■ **To do**
1: List every author named in the text on Bayesian uncertainty estimation for cardiac MRI segmentation.
2: Write the next part of the text on Bayesian uncertainty estimation for cardiac MRI segmentation, starting after its last sentence.

■ **Reading passage**
[Start of section]

Bayesian Uncertainty Estimation by Hamiltonian Monte Carlo: Applications to Cardiac MRI Segmentation
Yidong Zhao, Joao Tourais, Iain Pierce, Christian Nitsche, Thomas A. Treibel, Sebastian Weingärtner, Artur M. Schweidtmann, Qian Tao
TL;DR
This work tackles the challenge of unreliable uncertainty estimation in DL-based cardiac MRI segmentation by introducing HMC-CP, a scalable Bayesian framework that uses Hamiltonian Monte Carlo with cold posterior tempering and cyclical annealing to sample diverse posterior solutions. By aggregating voxel-wise uncertainties across posterior samples, the method produces calibrated voxel-level estimates and an image-level failure score, achieving improved calibration and segmentation accuracy on in-domain cine data and robust performance under substantial domain shifts to quantitative MRI. The study demonstrates that diversity in the functional space, captured via multi-modal HMC samples, correlates with better uncertainty estimates and that image-level failure detection achieves high AUC (up to about 91%) across datasets. Overall, HMC-CP provides a principled, efficient path toward trustworthy DL in clinical cardiac imaging, addressing silent failures and enabling practical failure detection through an aggregated confidence score.

[End of section]

■ **Dataset content**

[Start of section]

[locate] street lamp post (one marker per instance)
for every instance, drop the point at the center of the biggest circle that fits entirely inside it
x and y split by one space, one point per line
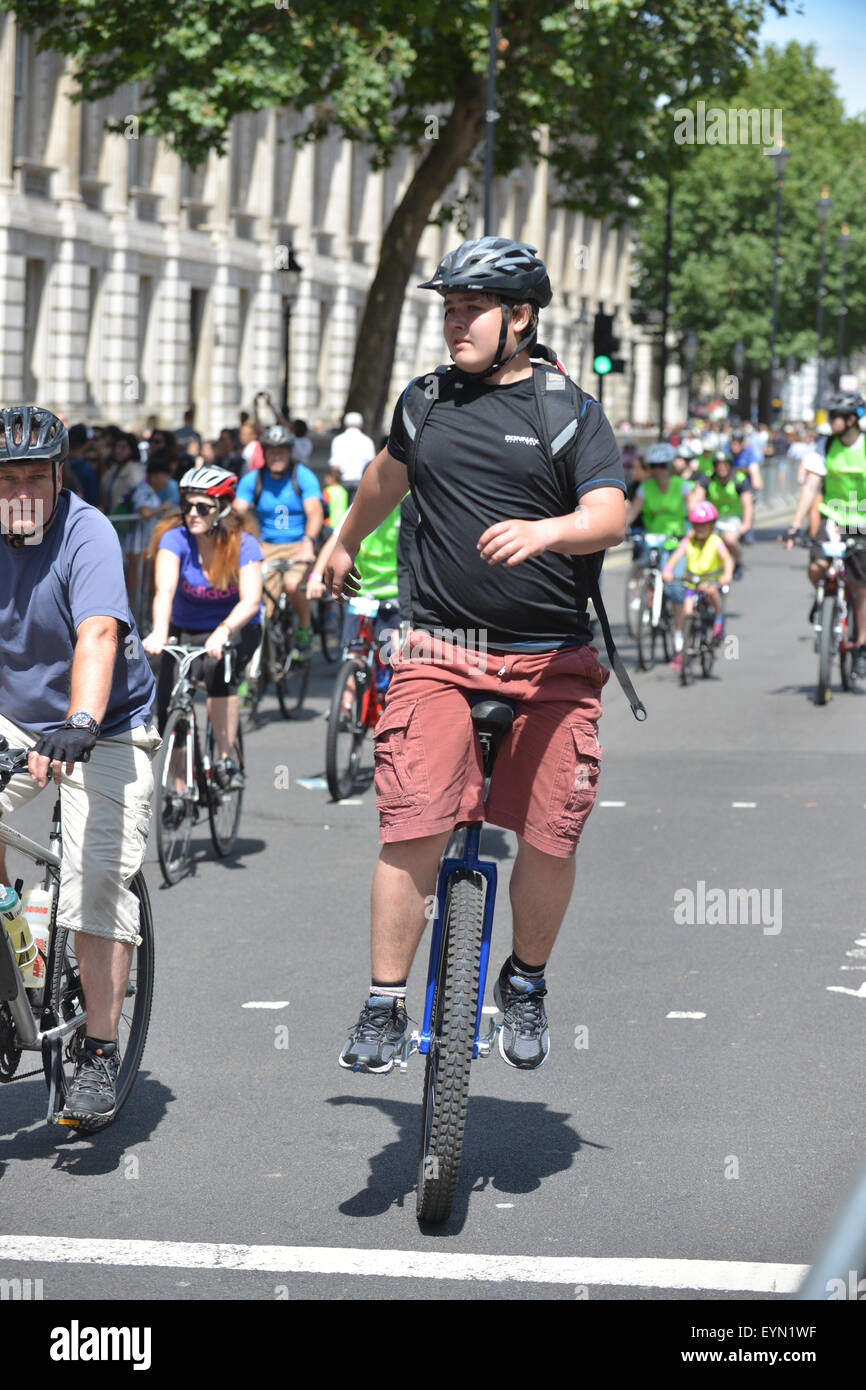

[End of section]

■ **Results in order**
1: Yidong Zhao, Joao Tourais, Iain Pierce, Christian Nitsche, Thomas A. Treibel, Sebastian Weingärtner, Artur M. Schweidtmann, Qian Tao

2:
Abstract
Deep learning (DL)-based methods have achieved state-of-the-art performance for many medical image segmentation tasks. Nevertheless, recent studies show that deep neural networks (DNNs) can be miscalibrated and overconfident, leading to "silent failures" that are risky for clinical applications. Bayesian DL provides an intuitive approach to DL failure detection, based on posterior probability estimation. However, the posterior is intractable for large medical image segmentation DNNs. To tackle this challenge, we propose a Bayesian learning framework using Hamiltonian Monte Carlo (HMC), tempered by cold posterior (CP) to accommodate medical data augmentation, named HMC-CP. For HMC computation, we further propose a cyclical annealing strategy, capturing both local and global geometries of the posterior distribution, enabling highly efficient Bayesian DNN training with the same computational budget as training a single DNN. The resulting Bayesian DNN outputs an ensemble segmentation along with the segmentation uncertainty. We evaluate the proposed HMC-CP extensively on cardiac magnetic resonance image (MRI) segmentation, using in-domain steady-state free precession (SSFP) cine images as well as out-of-domain datasets of quantitative T1 and T2 mapping. Our results show that the proposed method improves both segmentation accuracy and uncertainty estimation for in- and out-of-domain data, compared with well-established baseline methods such as Monte Carlo Dropout and Deep Ensembles. Additionally, we establish a conceptual link between HMC and the commonly known stochastic gradient descent (SGD) and provide general insight into the uncertainty of DL. This uncertainty is implicitly encoded in the training dynamics but often overlooked. With reliable uncertainty estimation, our method provides a promising direction toward trustworthy DL in clinical applications.